Below is a sketch of Mishka’s previous location, from over 10 years ago! There is fellow Davis sketcher Alison Kent. This was an earlier Davis sketchcrawl. I had a wild berry smoothie that day too.
sc17: mishka's cafe

the drinking spots of north beach

Mr Bings SF
Last year at around this time I Amtrakked it down to San Francisco to sketch North Beach, and as I mentioned in my last post that’s what I did again a couple of weeks ago. Now last year I spent some time sketching the bars and cafes of the area, so that’s exactly what I did again this time. Above is Mr. Bing’s, a little cocktail dive that I’ve always wanted to go and have a drink in but have never plucked up the courage. Well, I’m not here very often. I have always wanted to sketch it though, so it was the first thing I sketched that day, while eating an early-lunch panini at the cafe across the street. North Beach has those little green white and red bands on the lamp-posts to signify that this is the Italian neighbourhood, but just on that corner there you can catch a glimpse of a Chinese-themed lamp-post, as that is the border with Chinatown.
Caffe Trieste SF
This is Caffe Trieste, a little further uphill and around the corner from here. Caffe Trieste is an old San Francisco favourite, in business since the 1950s and popular with the artists, musicians SF tourguideand poets of the area. As a passing Big-Bus tour-guide (not on the bus with walking with a group) mentioned, this was a regular haunt for the famous Beat poets, such as Kerouac, Ginsberg, all the Beat poets. The tour guide (who I sketchd quickly, right) felt obliged to read some Beat poetry outside, I couldn’t understand what it was about though. It’s not just the Beat poets who sipped espresso here, apparently Francis Ford Coppola wrote much of the screenplay of The Godfather here. I never went into the Caffe (I don’t drink coffee, nor write poetry) but I would love to sketch the interior some day, soak in the beat-lit atmos. Did you know, Caffe Trieste was probably the first Espresso house on the West Coast? Its founder, Giovanni Giotta (Papa Gianni) came from Istria (near the city of Trieste; I’ve been there, nice place) in the 50s bringing a little piece of home with him.

Specs, San Francisco

I was feeling pretty Beat myself after all this sketching (do you see what I did there? Did you see that? Read it again) so as the Sun was quickly dashing westwards I chose to do my next sketch from the comfort of a pub table. One of my favourite haunts in the City is just around the corner from here, Specs, an interesting North Beach bar with walls and ceilings full of memorabilia and stuff to look at. I do love this place. Last time I was here I sketched a panorama of the busy bar area and was one of several artists dotted around the pub, unconnected but just doing what we do. I sketched over a couple of pints, listening to conversation, people watching, dreaming of anything. That might have been a Beat poet in front of me, perhaps a young Beat poet, I wasn’t sure. A young lady shared a laugh with a silver-haired man at the bar (I sketched them too, below), while a group of British fellows unseen to the left enjoyed a weekend pint while reminiscing about San Francisco in decades gone by. Or they might have been talking about something else, rugby or something, but I hear what my ears choose to hear. I like Specs. Years ago I came here with my friend from England and played chess and got drunk and laughed and did impressions of Brick Top. I like Specs.

Instruction A:
Name the North Beach bars and cafes mentioned by name in the post about sketching North Beach.
Instruction B:
Carry on the post about sketching North Beach from its final sentence.

Extracted entries:

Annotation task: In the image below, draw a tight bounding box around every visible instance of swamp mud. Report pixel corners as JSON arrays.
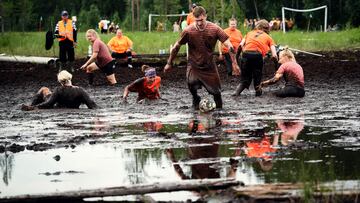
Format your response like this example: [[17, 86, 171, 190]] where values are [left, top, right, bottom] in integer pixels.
[[0, 50, 360, 201]]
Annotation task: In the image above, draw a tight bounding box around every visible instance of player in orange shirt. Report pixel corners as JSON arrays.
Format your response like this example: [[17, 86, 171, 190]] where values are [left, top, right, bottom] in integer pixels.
[[107, 29, 133, 68], [123, 65, 161, 102], [232, 20, 278, 96], [219, 18, 242, 76]]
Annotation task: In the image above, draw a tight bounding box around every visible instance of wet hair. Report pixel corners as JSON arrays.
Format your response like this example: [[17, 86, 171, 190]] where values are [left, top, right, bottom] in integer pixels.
[[229, 18, 237, 22], [141, 65, 151, 73], [279, 46, 296, 62], [85, 29, 100, 39], [255, 19, 270, 33], [58, 70, 72, 85], [193, 6, 206, 18]]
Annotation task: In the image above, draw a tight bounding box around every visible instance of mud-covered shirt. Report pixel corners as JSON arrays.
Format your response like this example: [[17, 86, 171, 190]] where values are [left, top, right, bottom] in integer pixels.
[[36, 86, 97, 109], [128, 76, 161, 101], [221, 28, 242, 53], [178, 21, 229, 67], [93, 39, 113, 68], [276, 61, 304, 88]]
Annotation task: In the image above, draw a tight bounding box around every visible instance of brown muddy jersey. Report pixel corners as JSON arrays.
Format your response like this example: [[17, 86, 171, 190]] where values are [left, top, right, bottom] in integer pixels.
[[179, 21, 229, 67]]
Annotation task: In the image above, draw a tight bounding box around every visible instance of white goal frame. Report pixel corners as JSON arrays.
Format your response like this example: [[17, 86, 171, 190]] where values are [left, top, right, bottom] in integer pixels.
[[149, 13, 188, 32], [281, 5, 327, 33]]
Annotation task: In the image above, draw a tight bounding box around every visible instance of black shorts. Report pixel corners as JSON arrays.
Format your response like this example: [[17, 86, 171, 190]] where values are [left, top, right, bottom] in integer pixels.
[[95, 60, 115, 76]]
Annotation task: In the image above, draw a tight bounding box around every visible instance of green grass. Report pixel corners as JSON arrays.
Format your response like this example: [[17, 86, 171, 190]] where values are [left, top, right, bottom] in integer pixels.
[[0, 28, 360, 58]]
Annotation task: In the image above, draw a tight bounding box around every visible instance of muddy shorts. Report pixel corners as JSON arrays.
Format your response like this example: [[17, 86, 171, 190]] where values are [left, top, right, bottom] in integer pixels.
[[95, 60, 115, 76], [186, 64, 221, 95]]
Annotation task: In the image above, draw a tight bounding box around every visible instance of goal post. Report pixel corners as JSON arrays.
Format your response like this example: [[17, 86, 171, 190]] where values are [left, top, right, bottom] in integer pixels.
[[281, 5, 327, 33], [149, 13, 188, 32]]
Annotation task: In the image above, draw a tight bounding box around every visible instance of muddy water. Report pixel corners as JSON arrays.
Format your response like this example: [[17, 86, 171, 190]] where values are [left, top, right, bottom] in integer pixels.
[[0, 52, 360, 200], [0, 80, 360, 200]]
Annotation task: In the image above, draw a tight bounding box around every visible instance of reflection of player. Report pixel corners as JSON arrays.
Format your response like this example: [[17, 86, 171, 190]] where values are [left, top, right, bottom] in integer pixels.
[[92, 117, 110, 136], [276, 120, 304, 146], [143, 121, 163, 132], [189, 114, 221, 134], [166, 115, 236, 179], [244, 129, 279, 171]]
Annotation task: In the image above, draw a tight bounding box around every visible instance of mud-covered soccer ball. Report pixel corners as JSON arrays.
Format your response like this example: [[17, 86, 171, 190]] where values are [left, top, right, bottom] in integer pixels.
[[199, 99, 216, 112]]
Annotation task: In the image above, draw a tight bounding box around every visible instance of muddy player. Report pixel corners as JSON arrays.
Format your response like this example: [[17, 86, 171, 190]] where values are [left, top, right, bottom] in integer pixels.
[[164, 6, 240, 110], [80, 29, 116, 85], [259, 47, 305, 97], [232, 20, 277, 96], [123, 65, 161, 102], [21, 70, 97, 111]]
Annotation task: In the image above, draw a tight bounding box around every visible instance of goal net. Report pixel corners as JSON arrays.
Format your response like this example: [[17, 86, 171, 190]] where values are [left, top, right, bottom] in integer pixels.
[[149, 12, 188, 32], [281, 6, 327, 33]]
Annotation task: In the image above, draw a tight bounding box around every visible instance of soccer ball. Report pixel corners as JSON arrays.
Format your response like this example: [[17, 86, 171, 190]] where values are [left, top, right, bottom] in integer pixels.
[[199, 99, 216, 113]]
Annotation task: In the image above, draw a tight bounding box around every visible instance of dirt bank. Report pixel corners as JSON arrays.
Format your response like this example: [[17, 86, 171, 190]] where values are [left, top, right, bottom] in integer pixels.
[[0, 50, 360, 152]]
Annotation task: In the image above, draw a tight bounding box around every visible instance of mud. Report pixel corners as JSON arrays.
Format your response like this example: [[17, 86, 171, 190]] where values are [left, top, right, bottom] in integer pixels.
[[0, 50, 360, 200], [0, 50, 360, 152]]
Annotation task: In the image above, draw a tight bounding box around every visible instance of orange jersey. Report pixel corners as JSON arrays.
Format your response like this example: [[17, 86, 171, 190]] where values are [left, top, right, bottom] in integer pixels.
[[143, 76, 161, 99], [243, 30, 275, 57], [108, 36, 133, 53], [186, 12, 195, 25], [221, 28, 242, 53], [58, 20, 74, 41]]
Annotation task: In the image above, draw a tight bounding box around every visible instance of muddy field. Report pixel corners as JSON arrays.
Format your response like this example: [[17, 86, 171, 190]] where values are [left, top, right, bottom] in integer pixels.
[[0, 50, 360, 201]]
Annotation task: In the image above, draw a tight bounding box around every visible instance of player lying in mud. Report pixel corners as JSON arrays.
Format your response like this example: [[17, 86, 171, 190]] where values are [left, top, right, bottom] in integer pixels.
[[123, 65, 161, 102]]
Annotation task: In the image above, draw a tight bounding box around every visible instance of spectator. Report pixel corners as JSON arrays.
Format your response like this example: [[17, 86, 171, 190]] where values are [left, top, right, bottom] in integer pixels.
[[233, 20, 277, 96], [55, 11, 77, 72], [80, 29, 116, 85], [173, 21, 180, 32], [186, 4, 197, 25], [108, 29, 133, 68], [219, 18, 242, 76]]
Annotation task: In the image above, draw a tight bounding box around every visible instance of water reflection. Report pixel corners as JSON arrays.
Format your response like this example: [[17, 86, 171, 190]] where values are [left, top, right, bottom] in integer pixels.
[[276, 119, 304, 146], [0, 152, 14, 185], [244, 129, 279, 171], [0, 114, 360, 200]]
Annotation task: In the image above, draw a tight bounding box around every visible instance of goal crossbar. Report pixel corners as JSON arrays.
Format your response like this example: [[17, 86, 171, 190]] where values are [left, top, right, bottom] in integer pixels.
[[149, 13, 188, 32], [281, 5, 327, 33]]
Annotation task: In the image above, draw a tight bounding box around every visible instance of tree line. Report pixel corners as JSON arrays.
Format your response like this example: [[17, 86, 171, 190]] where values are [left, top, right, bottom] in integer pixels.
[[0, 0, 360, 32]]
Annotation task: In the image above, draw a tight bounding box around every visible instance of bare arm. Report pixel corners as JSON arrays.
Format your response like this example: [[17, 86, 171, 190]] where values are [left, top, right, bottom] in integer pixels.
[[81, 88, 97, 109], [223, 39, 240, 75], [80, 48, 98, 69], [270, 45, 278, 60], [123, 85, 129, 99], [36, 89, 59, 109], [260, 73, 283, 87], [164, 41, 181, 72]]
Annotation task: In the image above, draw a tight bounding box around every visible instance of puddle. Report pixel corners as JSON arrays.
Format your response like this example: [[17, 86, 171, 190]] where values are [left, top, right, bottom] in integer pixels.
[[0, 115, 360, 201]]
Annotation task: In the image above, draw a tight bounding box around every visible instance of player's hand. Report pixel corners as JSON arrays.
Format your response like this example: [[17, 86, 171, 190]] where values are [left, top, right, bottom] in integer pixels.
[[164, 64, 172, 73], [232, 63, 241, 76], [219, 54, 224, 61]]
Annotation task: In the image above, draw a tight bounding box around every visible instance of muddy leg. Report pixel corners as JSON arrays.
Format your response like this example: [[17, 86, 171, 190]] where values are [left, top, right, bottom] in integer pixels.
[[188, 85, 201, 110], [87, 73, 94, 85], [213, 94, 222, 109], [231, 83, 246, 97]]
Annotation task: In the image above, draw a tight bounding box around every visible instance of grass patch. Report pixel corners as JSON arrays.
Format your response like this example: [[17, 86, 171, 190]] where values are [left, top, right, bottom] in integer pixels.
[[0, 28, 360, 58]]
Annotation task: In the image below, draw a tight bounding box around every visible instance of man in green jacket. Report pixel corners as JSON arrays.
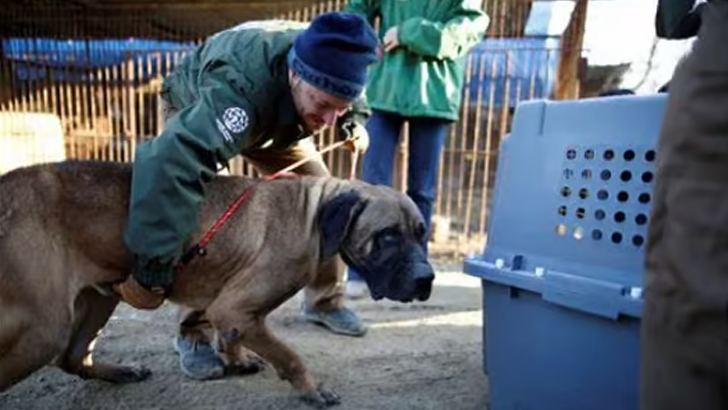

Written answer A:
Mr. Bing's, Caffe Trieste, Specs

Written answer B:
Specs drinkers

I have another post of sketches from that day – stay tuned. So, do you remember when I posted my North Beach sketches last year, over two posts? One of the posts (“Leave the Pen, Take the Cannoli“) got a ridiculous number of comments, 223, possibly my record. The second post (“A Bright Centre to the Universe“) got a very respectable 11 comments, which is pretty good, but clearly not quite as good as the first. I actually prefer the drawings in the second, but according to everyone else the first post is more than 20 times better, but that’s fine. Anyway on that note I will leave you with the chronologically-out-of-place first sketch of the day, which I did on the Amtrak at around 9 in the morning. The train from Davis was crossing the Delta, with the golden brown landscape dashing by in the chilly morning sunlight. It was even colder when I got back to Davis, cycling my bike home in the near-freezing dark. It’s a long day out, sketching in the City.

Amtrak from Davis to SF

lunch with the portlands

PDX urban sketchers
Last Saturday in Portland the PDX Urban Sketchers met for their regular sketchcrawl, this time down in Goose Hollow. I was having a nice lie-in, so I joined them for lunch at the Goose Hollow Inn where they shared their beautiful sketchbooks. They are an inspirational bunch, the Portland sketchers, many of whom I have met before on numerous occasions. I sketched (see above: Vicky, Kalina and Andrea) and had some nice warm soup, and I got my new pirate hat. Yes, you heard that right, a new pirate hat – I was in Portland to be a pirate and go to the Swashbuckler’s Ball you see, and say “be” instead of “am” occasionally. Kalina was kind enough to order it from DressLikeAPirate.com (yarrr!), and it’s a most excellent hat – there’s even a picture of me wearing it on the USk Portland website! Yarr indeed me old landlubbers.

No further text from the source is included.